Task instructions: Can you edit all the material below by changing "scan" to "search" while keeping everything else the same, and leave out the pictures?

[Records]
————

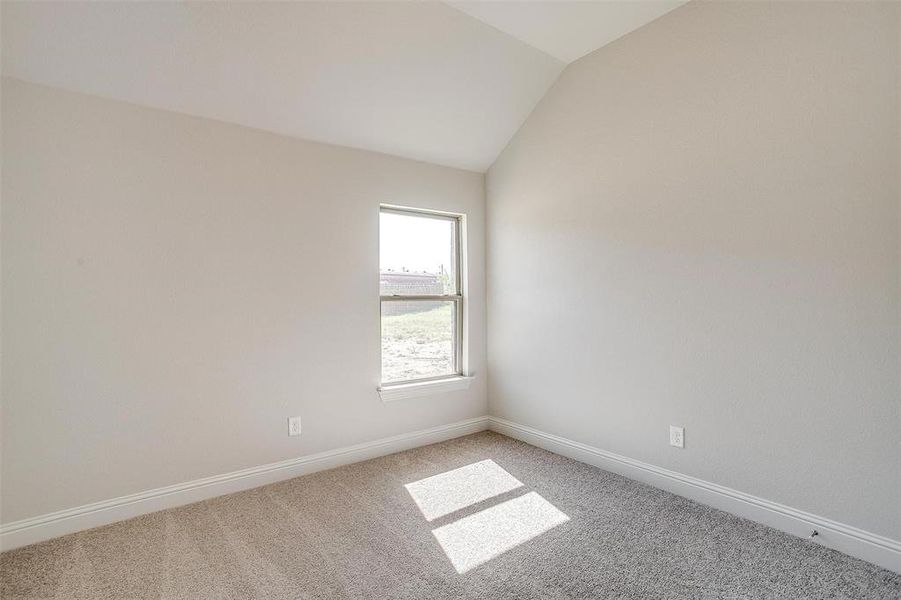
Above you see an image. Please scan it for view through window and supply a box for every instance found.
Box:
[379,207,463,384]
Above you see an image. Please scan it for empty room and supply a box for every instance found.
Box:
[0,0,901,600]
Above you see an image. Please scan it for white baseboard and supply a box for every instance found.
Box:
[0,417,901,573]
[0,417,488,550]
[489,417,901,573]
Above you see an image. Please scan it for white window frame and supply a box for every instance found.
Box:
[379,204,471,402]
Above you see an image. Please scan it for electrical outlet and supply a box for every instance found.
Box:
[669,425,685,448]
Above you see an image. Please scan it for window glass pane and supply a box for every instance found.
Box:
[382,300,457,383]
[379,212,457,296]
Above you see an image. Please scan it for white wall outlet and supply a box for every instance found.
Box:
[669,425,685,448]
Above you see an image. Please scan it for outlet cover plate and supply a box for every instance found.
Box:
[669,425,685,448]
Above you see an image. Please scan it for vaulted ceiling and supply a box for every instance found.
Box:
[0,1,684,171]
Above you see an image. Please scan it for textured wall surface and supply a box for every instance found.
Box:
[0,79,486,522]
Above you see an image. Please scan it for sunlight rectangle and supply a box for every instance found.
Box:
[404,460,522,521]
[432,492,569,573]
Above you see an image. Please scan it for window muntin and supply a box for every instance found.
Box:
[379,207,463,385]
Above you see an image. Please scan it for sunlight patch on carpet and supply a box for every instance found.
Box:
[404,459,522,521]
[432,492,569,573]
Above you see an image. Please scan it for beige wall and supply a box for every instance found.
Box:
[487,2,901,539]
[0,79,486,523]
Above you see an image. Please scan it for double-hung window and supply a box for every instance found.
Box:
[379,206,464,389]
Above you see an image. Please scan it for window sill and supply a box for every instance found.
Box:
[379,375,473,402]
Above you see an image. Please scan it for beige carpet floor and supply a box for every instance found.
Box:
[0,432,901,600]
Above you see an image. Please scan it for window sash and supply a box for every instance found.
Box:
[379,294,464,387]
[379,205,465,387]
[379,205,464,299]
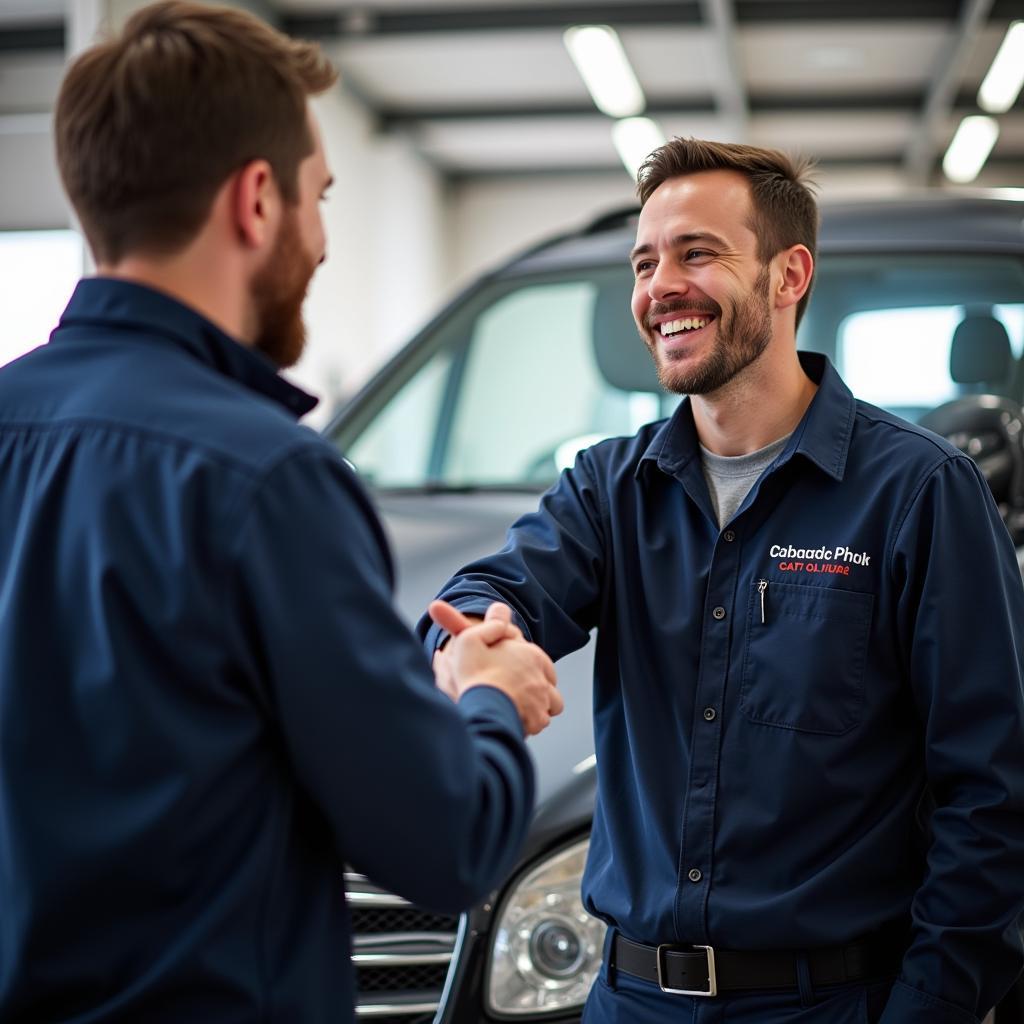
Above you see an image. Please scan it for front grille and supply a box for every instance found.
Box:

————

Solution:
Above you see an image. Please search it for view through window and supply a box for every instance found.
Box:
[379,207,463,384]
Above you see an image. Please search it for empty room and supply a box for every instance found.
Box:
[0,0,901,600]
Above you see an image. Please search it for white baseboard and supply a box for every instance found.
Box:
[0,417,901,573]
[0,417,488,550]
[489,417,901,573]
Above you see an image. Please search it for white window frame and supply a box for every instance found.
Box:
[379,204,471,402]
Above you see an image. Please search it for electrical outlet and supply a box for every instance found.
Box:
[669,425,685,448]
Above you see an image. Please search it for window glass pane and supply a box for every instance found.
Box:
[382,300,457,383]
[379,212,457,296]
Above you see an image. Please search it for white wall outlet and supply a box for every instance found.
Box:
[669,425,685,448]
Above you see an image. Please search it for outlet cover plate and supply a box for every instance found.
Box:
[669,425,685,448]
Above you see an image. Please search it for vaulted ceiling and supply a box for every instance found.
Box:
[0,1,684,171]
Above you see an image. Please search it for textured wall surface and supply a box for every instance found.
Box:
[0,79,486,522]
Above you see an image. Please search it for sunlight rectangle and supply a box for every instance found.
Box:
[404,460,522,521]
[432,492,569,573]
Above you see an image. Please search it for window muntin and supply a box for every instance found.
Box:
[379,207,463,385]
Above you see an image. Please search it for sunlight patch on carpet and supply a box for every instance found.
Box:
[404,459,522,521]
[432,492,569,573]
Above you see an image. Please search it for beige wall and supply a box for every instance found.
Box:
[487,2,901,539]
[0,79,486,523]
Above you see an image. Please search it for double-hung window and supply a box for every instance found.
Box:
[379,206,464,389]
Above you see an image. Please search it for window sill and supply a box for every instance found.
Box:
[379,375,473,402]
Above you see an image. Please search it for beige carpet floor and supply a box for every instance found.
Box:
[0,432,901,600]
Above you see an image. Please search it for window sash and supply a box for every instance found.
Box:
[379,294,464,387]
[379,205,465,387]
[379,205,464,299]
Above you see an image. Please search it for front grille and supply a box for every instance found.
Box:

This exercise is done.